+++ EXTRACT PROVIDED
Sunday, March 29, 2009
We're back and somehow escaped being lynched. Thanks to Jimmy Moore and the Truman State University film society for putting together yesterday's event and bringing Mosquito Kingdom out to stretch its legs. I was afeared the unruly Film Neshui crew was going to sully the delicate sensibilities of Kirksville, MO. but it turns out that they'd hosted a porn debate with legend Ron Jeremy squaring off against Pastor Craig Gross the night before... We found some great home made signs from the event in the trash. And may I say, it was an honor to play alongside Hooch & Daddy-O, Box Elder and Jacob's Room, some fine examples of what ballsy, creative folks are doing with a lot of talent and no money these days. We also found that we shared a link with Hooch - actress Amy Elz is the cousin of MK's co-director Derek Elz - that's right. I think we scandalized the other film maker's with our ribald accounts of movie making in the muck and probably wont be invited to take part in their future projects, (look for The Bloodfest Club coming soon - for fans of Chuck Norris, John Hughes and zombies - good luck to Oscar Madrid and Jim Ousley). Over the weekend I ate more fast food, drank more bad beer and got less sleep than I have since we shot the movie three years ago. (Photos courtesy of Hooch & Daddy-O btw). Back to the grindstone.
++++++
+++ SUPPLIED DATA
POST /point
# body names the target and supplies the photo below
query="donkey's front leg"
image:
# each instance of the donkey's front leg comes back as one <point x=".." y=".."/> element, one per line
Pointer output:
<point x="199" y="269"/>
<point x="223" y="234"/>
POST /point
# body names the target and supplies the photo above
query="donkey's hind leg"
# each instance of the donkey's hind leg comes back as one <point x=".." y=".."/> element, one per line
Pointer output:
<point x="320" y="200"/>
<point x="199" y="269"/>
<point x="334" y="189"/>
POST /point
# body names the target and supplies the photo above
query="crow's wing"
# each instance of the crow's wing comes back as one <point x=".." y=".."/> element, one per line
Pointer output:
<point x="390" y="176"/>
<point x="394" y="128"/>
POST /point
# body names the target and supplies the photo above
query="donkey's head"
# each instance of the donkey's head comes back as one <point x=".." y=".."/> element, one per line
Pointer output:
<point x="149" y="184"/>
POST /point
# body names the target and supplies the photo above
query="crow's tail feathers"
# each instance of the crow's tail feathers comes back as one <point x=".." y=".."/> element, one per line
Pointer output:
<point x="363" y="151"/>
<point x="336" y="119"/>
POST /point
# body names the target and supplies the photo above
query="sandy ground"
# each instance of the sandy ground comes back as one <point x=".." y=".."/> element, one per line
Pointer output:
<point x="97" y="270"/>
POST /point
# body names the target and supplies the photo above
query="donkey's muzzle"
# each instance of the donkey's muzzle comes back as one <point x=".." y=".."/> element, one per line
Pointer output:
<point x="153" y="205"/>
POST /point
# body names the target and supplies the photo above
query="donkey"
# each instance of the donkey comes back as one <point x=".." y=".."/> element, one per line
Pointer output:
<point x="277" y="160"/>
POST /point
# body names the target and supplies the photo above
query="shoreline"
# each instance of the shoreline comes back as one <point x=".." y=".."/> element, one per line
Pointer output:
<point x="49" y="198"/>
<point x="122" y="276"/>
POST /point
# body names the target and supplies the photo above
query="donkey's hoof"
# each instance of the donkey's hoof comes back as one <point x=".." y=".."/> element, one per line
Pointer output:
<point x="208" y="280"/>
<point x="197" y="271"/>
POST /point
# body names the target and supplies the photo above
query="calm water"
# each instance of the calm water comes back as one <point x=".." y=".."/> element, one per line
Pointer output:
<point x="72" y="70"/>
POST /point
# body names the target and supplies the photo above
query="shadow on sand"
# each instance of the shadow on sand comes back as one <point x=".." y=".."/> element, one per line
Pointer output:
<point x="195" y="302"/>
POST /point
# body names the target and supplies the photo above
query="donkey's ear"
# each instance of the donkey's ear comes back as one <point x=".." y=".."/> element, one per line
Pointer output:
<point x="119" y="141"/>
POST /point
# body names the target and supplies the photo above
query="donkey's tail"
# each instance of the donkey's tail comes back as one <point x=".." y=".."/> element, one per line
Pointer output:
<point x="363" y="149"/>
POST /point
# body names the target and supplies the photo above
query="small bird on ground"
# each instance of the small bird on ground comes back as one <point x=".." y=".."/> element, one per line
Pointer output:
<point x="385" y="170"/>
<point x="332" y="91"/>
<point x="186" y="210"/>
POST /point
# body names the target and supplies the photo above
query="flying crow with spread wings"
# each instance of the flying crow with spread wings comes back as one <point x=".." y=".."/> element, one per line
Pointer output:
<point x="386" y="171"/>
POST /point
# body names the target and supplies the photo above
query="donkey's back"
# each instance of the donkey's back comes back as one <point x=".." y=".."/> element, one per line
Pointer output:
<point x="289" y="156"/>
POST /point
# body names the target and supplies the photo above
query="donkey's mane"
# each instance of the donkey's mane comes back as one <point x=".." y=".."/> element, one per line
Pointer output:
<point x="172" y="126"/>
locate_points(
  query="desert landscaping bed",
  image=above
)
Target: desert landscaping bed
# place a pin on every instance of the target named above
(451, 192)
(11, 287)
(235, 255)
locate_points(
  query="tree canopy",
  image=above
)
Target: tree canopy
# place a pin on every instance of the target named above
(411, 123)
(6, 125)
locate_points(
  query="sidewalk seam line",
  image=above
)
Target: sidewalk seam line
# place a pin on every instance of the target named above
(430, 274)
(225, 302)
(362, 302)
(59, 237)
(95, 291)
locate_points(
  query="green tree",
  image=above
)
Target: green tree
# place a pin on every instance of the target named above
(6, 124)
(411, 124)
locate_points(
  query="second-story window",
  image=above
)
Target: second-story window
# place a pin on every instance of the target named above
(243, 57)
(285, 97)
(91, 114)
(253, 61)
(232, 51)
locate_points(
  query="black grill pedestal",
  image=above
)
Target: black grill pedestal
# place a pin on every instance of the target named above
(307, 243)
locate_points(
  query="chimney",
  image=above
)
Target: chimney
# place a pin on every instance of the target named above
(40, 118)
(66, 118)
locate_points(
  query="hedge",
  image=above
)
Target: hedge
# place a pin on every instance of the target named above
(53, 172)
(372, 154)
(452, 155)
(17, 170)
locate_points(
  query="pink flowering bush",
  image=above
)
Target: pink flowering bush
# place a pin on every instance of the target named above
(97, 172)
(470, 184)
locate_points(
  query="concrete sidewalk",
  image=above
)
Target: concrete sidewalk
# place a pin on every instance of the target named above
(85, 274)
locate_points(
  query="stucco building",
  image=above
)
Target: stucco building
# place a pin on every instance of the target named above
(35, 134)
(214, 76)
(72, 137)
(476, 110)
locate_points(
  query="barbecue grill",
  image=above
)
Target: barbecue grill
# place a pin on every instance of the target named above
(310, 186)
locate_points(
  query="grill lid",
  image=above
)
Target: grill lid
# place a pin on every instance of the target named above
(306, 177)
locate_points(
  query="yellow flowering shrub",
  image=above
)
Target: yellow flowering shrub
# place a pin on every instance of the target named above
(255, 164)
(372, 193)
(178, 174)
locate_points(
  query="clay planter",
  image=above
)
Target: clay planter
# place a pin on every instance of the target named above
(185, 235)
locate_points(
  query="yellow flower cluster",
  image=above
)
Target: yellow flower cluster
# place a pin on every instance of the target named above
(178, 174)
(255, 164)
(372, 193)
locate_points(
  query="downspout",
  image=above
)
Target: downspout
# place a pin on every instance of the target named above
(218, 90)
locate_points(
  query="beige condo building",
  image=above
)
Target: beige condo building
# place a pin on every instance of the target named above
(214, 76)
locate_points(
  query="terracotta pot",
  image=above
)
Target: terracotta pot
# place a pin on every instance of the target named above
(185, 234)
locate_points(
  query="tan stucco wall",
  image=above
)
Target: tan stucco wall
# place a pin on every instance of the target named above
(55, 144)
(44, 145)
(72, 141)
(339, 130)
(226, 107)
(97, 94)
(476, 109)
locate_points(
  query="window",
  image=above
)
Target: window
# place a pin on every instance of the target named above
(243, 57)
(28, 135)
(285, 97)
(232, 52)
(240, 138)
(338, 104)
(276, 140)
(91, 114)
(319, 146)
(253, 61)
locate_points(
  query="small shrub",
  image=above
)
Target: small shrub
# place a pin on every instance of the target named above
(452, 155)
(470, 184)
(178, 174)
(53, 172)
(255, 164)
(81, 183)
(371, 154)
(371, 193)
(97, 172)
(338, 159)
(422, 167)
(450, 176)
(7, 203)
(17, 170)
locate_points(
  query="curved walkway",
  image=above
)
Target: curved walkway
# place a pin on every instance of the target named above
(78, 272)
++++++
◆ YOUR TASKS:
1 – Print the blog post about the Truman State screening in full, word for word.
2 – Find each line in the records that contains the string "hind", with case mattering, and copy those lines.

◆ SOLUTION SET:
1 –
Sunday, March 29, 2009
We're back and somehow escaped being lynched. Thanks to Jimmy Moore and the Truman State University film society for putting together yesterday's event and bringing Mosquito Kingdom out to stretch its legs. I was afeared the unruly Film Neshui crew was going to sully the delicate sensibilities of Kirksville, MO. but it turns out that they'd hosted a porn debate with legend Ron Jeremy squaring off against Pastor Craig Gross the night before... We found some great home made signs from the event in the trash. And may I say, it was an honor to play alongside Hooch & Daddy-O, Box Elder and Jacob's Room, some fine examples of what ballsy, creative folks are doing with a lot of talent and no money these days. We also found that we shared a link with Hooch - actress Amy Elz is the cousin of MK's co-director Derek Elz - that's right. I think we scandalized the other film maker's with our ribald accounts of movie making in the muck and probably wont be invited to take part in their future projects, (look for The Bloodfest Club coming soon - for fans of Chuck Norris, John Hughes and zombies - good luck to Oscar Madrid and Jim Ousley). Over the weekend I ate more fast food, drank more bad beer and got less sleep than I have since we shot the movie three years ago. (Photos courtesy of Hooch & Daddy-O btw). Back to the grindstone.

2 –
query="donkey's hind leg"
# each instance of the donkey's hind leg comes back as one <point x=".." y=".."/> element, one per line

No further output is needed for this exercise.